*** Given data Section Begins ***

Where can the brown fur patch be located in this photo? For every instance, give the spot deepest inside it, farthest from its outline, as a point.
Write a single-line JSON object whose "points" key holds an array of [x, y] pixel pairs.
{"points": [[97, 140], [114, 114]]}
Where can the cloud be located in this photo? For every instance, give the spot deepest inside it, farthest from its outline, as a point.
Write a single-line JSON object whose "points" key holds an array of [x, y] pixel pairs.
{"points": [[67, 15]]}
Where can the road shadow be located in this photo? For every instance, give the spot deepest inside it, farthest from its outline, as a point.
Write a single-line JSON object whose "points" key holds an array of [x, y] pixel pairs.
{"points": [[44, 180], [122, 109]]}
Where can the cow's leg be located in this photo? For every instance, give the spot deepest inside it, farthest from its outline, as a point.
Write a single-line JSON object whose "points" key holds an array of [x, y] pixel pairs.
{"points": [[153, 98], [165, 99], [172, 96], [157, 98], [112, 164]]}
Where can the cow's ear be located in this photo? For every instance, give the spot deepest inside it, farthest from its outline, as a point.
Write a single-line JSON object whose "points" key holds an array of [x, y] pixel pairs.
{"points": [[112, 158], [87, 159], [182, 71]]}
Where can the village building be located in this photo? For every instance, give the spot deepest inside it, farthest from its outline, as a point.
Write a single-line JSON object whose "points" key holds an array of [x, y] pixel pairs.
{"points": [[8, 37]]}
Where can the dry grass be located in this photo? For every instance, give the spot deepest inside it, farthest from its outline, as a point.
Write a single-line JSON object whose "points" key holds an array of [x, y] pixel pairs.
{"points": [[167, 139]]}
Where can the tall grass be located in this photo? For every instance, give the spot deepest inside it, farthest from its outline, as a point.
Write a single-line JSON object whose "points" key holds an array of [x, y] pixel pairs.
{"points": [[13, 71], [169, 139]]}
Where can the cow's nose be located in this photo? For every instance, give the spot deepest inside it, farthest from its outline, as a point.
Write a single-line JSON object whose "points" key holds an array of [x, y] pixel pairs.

*** Given data Section Ends ***

● **Assigned task**
Every line of the data should be output exactly as it was given.

● **Result for this task**
Where can the brown fur patch be located in this photo? For every instance, give the spot deepest inside it, farthest from its outline, as a point.
Write a single-line JSON object whose "points" key holds an array of [x, y] pixel pairs.
{"points": [[97, 140], [114, 114]]}
Where can the cloud be located in this photo? For every instance, give the spot deepest inside it, farthest from its outline, as a point.
Write a single-line JSON object whose "points" key holds an array of [x, y] pixel pairs.
{"points": [[67, 15]]}
Where can the road shadow be located in this photo? For every instance, give the spot deepest inside it, farthest from its outline, as a point.
Write a single-line JSON object whose "points" key holds an array of [x, y] pixel pairs.
{"points": [[44, 180], [122, 109]]}
Where can the cow's leg be located in this photo? For every instance, give the spot deepest inside it, farthest from its outline, as a point.
Write a single-line JSON object whose "points" key holds an array of [x, y] pixel pairs.
{"points": [[153, 98], [165, 99], [172, 96], [157, 98], [112, 164]]}
Where can the cow's ear be located in this photo? For every instance, give the spot deepest inside it, farthest from its outline, as a point.
Write a single-line JSON object whose "points" key holds an array of [x, y] pixel pairs.
{"points": [[112, 158], [87, 159], [182, 71]]}
Where can the village building be located in this photo? For every instance, give the spot deepest inside it, farthest from its outline, as a point.
Write a single-line JSON object whose "points" key holds an array of [x, y] pixel pairs.
{"points": [[8, 37]]}
Where can the dry grass be located in this photo? For every instance, give the spot deepest inside it, farthest from its outline, as a point.
Write a single-line JSON object whose "points" key holds an array of [x, y] pixel pairs.
{"points": [[167, 139]]}
Where can the tall grass be located in this photo? For every instance, give the spot deepest inside it, farthest from its outline, as a point.
Write a single-line JSON object whose "points" key holds an array of [x, y] pixel pairs.
{"points": [[13, 71], [169, 139]]}
Where can the cow's nose be located in this photo? For every instance, give the spot deepest inside it, farthest from its outline, as a point.
Write a single-line JSON object whose "points" key holds an array of [x, y] pixel pairs.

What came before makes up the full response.